Lauriane Barraud dans 24 Heures

La Suisse veut décourager les requérants d’Erythrée

Le parlement va durcir la loi. Les requérants érythréens, mal intégrés en Suisse, seront-ils moins nombreux à venir?

2011 demandes asile nb demande asile par année

La Suisse cherche à endiguer le flot d’Erythréens qui demandent l’asile politique en Suisse. Après le Conseil des Etats, le Conseil national s’apprête à serrer la vis en juin. Sa Commission des institutions politiques vient de voter à une large majorité la suppression de la qualité de déserteur pour réclamer l’asile. Or ce motif est invoqué actuellement par les deux tiers des Erythréens.

Pour bien comprendre le problème, il faut remonter à l’année 2005. C’est à cette date que le Tribunal fédéral reconnaît la désertion, assimilée à l’opposition à un régime, comme un motif valable pour l’asile. Dès lors, le nombre de requérants en provenance de l’Erythrée va exploser. Il passe de 200 en 2005 à plus de 1000 en 2006. L’an passé, on a franchi le cap des 3000 demandes par année et au premier trimestre 2012, on enregistre déjà une augmentation de 41% par rapport à 2011 (1151 demandes au 31 mars). Ce qui place les Erythréens au premier rang des groupes de requérants, loin devant les autres.
◆ ◆ ◆ ◆
◆ Consignes
[a] Traduisez en anglais cette phrase du texte sur les requérants érythréens : « C’est à cette date que le Tribunal fédéral reconnaît la désertion, assimilée à l’opposition à un régime, comme un motif valable pour l’asile. »
[b] Rédigez la suite du texte sur les requérants d’asile érythréens en Suisse, après sa dernière phrase.

◆ Matériel présenté
◆ ◆ ◆ ◆
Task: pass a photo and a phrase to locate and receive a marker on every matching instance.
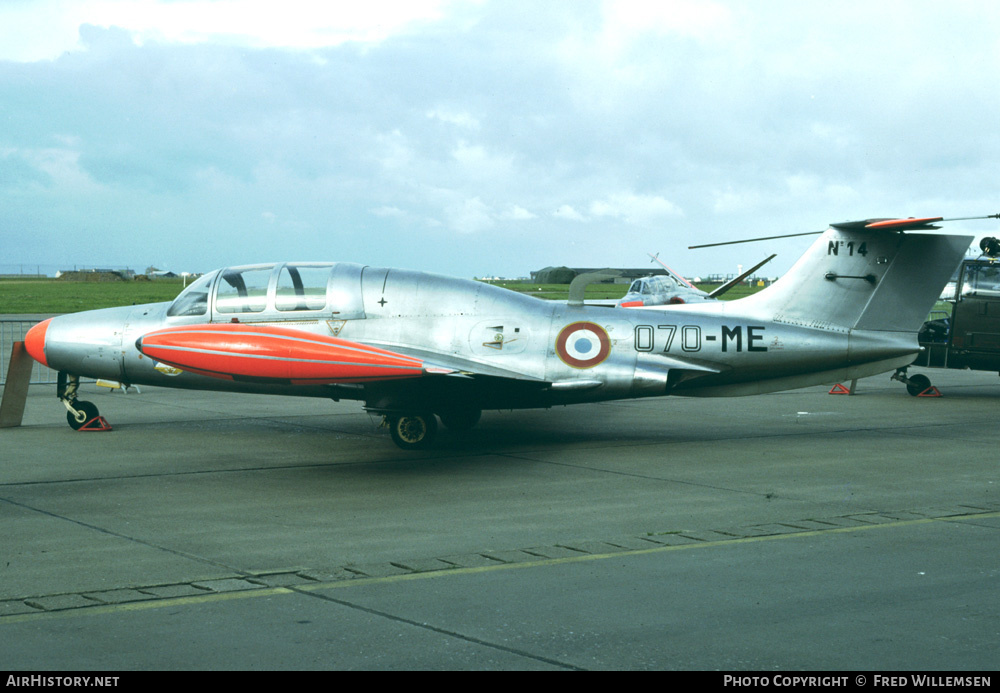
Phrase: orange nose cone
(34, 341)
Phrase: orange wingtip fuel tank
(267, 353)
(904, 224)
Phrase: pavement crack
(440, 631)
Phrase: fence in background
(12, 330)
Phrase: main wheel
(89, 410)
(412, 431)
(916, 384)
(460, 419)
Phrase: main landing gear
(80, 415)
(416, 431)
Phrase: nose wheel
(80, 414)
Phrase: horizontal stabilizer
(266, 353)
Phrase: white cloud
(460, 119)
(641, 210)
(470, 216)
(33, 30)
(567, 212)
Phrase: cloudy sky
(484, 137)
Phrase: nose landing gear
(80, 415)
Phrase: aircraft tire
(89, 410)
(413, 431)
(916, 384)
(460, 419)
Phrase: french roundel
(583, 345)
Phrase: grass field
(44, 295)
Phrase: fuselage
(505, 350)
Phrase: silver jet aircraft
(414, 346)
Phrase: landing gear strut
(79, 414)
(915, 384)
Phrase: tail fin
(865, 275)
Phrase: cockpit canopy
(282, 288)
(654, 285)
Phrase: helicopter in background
◆ ◆ ◆ ◆
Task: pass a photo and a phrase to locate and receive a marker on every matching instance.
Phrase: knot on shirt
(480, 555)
◆ ◆ ◆ ◆
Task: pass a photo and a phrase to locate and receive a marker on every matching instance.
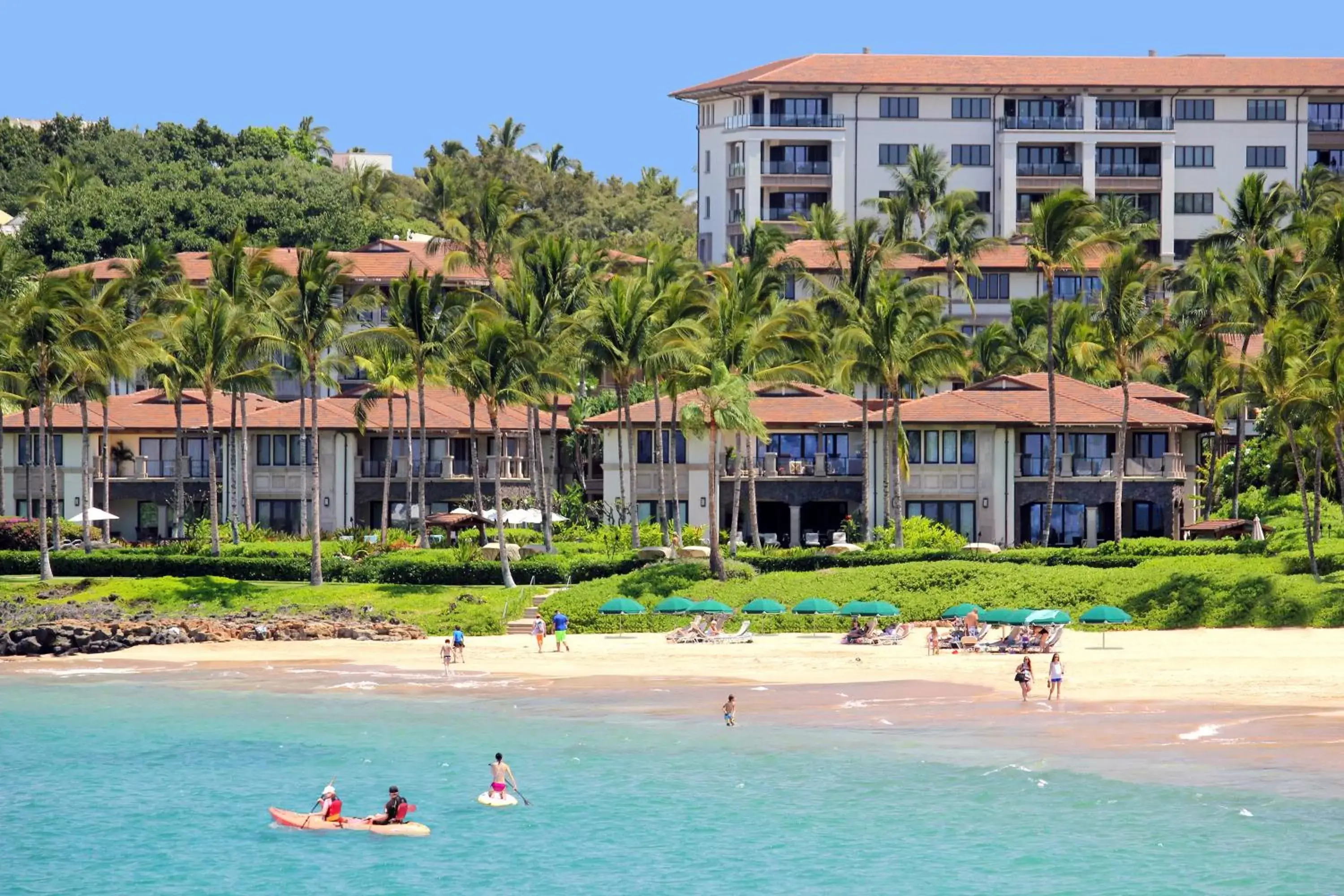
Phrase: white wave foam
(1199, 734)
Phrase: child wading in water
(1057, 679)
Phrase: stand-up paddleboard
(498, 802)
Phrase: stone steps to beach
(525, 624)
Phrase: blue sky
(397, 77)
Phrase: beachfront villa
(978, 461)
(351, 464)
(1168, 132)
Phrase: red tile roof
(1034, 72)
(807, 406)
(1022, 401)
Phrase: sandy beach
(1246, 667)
◆ ◆ ◆ ◆
◆ Corrigé
[a] It was in that year that the Federal Supreme Court recognized desertion, equated with opposition to a regime, as a valid ground for asylum.

[b]
Avec le durcissement de la loi, le nombre de demandes va-t-il dès lors diminuer? La question est âprement débattue. Car les déserteurs érythréens peuvent continuer à venir en Suisse. S’ils ne sont plus reconnus comme réfugiés, ils pourront néanmoins bénéficier d’une admission provisoire en raison de la poursuite de la guerre entre leur pays et l’Ethiopie.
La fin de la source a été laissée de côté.